#### REQUEST:
Output every entry exactly, from the first line to the last.

#### LISTED ENTRIES:
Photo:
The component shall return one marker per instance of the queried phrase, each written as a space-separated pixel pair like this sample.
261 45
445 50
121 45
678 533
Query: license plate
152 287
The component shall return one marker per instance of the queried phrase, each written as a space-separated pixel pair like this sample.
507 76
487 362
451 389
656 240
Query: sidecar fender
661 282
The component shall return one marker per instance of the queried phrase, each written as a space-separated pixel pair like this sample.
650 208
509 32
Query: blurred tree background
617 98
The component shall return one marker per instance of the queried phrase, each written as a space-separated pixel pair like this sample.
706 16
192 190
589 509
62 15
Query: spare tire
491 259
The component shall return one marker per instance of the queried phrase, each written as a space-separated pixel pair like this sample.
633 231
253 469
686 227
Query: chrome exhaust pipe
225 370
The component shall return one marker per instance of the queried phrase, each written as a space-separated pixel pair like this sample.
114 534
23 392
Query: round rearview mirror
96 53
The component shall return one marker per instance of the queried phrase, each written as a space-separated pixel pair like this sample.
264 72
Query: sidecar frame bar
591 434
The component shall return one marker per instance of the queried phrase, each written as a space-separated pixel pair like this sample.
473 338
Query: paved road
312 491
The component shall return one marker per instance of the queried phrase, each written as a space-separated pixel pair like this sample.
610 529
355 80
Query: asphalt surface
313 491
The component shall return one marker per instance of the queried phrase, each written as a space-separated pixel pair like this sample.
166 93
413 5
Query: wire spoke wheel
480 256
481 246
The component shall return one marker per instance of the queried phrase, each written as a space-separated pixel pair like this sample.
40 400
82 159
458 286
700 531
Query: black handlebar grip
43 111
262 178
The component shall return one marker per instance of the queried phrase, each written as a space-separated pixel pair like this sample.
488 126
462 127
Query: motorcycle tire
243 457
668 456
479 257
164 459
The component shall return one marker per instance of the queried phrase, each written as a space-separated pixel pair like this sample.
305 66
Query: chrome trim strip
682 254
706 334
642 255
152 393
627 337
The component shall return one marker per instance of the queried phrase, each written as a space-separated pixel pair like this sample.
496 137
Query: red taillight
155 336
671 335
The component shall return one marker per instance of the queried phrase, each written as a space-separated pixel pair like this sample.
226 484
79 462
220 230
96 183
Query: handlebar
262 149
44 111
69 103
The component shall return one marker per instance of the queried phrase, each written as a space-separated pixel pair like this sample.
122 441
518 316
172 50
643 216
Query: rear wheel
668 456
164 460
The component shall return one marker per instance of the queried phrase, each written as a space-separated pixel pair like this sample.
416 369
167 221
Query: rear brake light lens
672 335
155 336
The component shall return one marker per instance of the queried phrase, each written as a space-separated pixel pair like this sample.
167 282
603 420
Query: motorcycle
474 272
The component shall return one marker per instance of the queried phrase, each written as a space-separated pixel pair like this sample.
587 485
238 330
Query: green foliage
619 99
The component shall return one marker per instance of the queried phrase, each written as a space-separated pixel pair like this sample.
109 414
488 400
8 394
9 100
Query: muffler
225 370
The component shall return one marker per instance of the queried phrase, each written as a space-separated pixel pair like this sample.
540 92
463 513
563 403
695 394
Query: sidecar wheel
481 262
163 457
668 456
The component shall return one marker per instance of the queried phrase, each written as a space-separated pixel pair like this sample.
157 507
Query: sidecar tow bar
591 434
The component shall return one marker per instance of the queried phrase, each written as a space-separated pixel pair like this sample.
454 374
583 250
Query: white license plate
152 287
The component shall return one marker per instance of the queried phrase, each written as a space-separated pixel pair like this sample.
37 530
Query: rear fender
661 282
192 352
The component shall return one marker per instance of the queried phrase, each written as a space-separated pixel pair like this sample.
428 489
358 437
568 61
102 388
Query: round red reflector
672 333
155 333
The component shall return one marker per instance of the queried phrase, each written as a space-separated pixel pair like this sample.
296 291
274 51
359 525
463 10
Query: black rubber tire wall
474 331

#### CORRECT OUTPUT:
Photo:
The component shall return one marker per instance of the queried phrase, each written as a space-separated pixel pair like this sample.
261 45
445 50
121 45
678 533
Query: license plate
152 287
The component shall return one marker per instance of the queried phrase, each written as a space-separated pixel pair like this sample.
507 76
487 362
451 389
656 240
Query: sidecar fender
661 282
The component shall return one marker per instance of the queried phrase, each written as a space-separated pixel pair like this sample.
650 208
509 32
Query: blurred tree background
617 98
The component shall return one marker per instance of the queried phrase, each written as a space-separated pixel pair like this sample.
706 16
192 190
589 509
62 15
Query: spare tire
491 259
The component shall return one marker per instance of the queried phrase, each written as a space-separated pixel pair like this sample.
633 231
253 469
686 227
Query: chrome exhaust pipe
225 370
The component shall return one marker per instance of the queried phrase, each written as a space-separated pixel pair like this sample.
114 534
23 392
Query: round rearview mirror
96 53
The component shall return one marker per instance of the queried phrase, each written as a space-separated pixel pair like this sample.
264 72
Query: sidecar frame bar
591 434
The component shall return one marker per instance of the queried phrase, each written as a space-separated pixel pair like this sample.
473 338
Query: paved road
312 491
The component shall return one marker per instance of the queried phrase, each written as a space-separated pixel pair like this sample.
610 529
355 80
Query: asphalt surface
313 491
The component shall return one marker per instance of the queried phrase, each written as a space-separated pixel pair like this sample.
166 93
413 5
Query: wire spoke wheel
480 256
481 246
The component shall return one marker per instance of the queried phrase, each written as a space-separated pixel pair like this sample.
40 400
82 159
458 286
700 531
Query: black handlebar grip
43 111
262 178
The component shall return one marker per instance of the queried phrase, each written as a space-separated pixel pair like this sample.
488 126
462 127
Query: motorcycle tire
243 457
668 456
479 257
164 459
The component shall return one marker per instance of the queried phrase, each written as a space-separated pixel pair like this sample.
305 66
Query: chrome trim strip
682 254
706 334
642 255
152 393
627 337
The component shall return one marker per instance of the queried phrase, each written as a space-separated pixel pair like this sample.
496 137
Query: red taillight
155 336
671 335
The component shall return one marker per instance of the queried phrase, each written as a space-separated pixel pair like this sample.
226 484
79 462
220 230
96 183
Query: handlebar
262 149
44 111
69 103
The component shall return one marker per instance of the queried phrase, each written as a space-separated pixel pair like this sample.
122 441
518 316
172 50
643 216
Query: rear wheel
668 456
164 460
The component shall return one marker per instance of the queried phrase, each written as a space-separated pixel pair like this sample.
416 369
167 221
Query: rear brake light lens
672 335
155 336
The component shall return one marker per instance of the queried phrase, each written as a space-separated pixel pair like this sample.
167 282
603 420
Query: motorcycle
474 272
The component shall return one marker per instance of the queried phrase, each written as a space-separated pixel pair like this sample.
587 485
238 330
Query: green foliage
619 99
The component shall return one marker per instance of the queried phrase, each written as a space-separated pixel pair like this sample.
109 414
488 400
8 394
9 100
Query: muffler
225 370
The component shall return one marker per instance of the queried phrase, each written as a space-separated pixel pair like this sample.
540 92
463 513
563 403
695 394
Query: sidecar wheel
481 262
163 457
668 456
The component shall return one marker per instance of the queried phrase, each written as a space-separated pixel pair like this sample.
157 507
Query: sidecar tow bar
591 434
The component shall return one marker per instance of the queried phrase, each written as a space-separated pixel pair like this sample.
454 374
583 250
Query: white license plate
152 287
The component shall return one marker per instance of the queried phrase, each written as a space-separated pixel pair like this sample.
37 530
Query: rear fender
661 282
192 352
The component shall return one marker per instance of the queried phrase, each written as a space-separated pixel pair like this sample.
428 489
358 437
568 61
102 388
Query: round red reflector
672 333
155 333
The component shall return one marker per instance of the queried phrase, each written as a space-separated pixel pair like this sample.
296 291
274 51
359 525
463 10
Query: black rubber tire wall
474 331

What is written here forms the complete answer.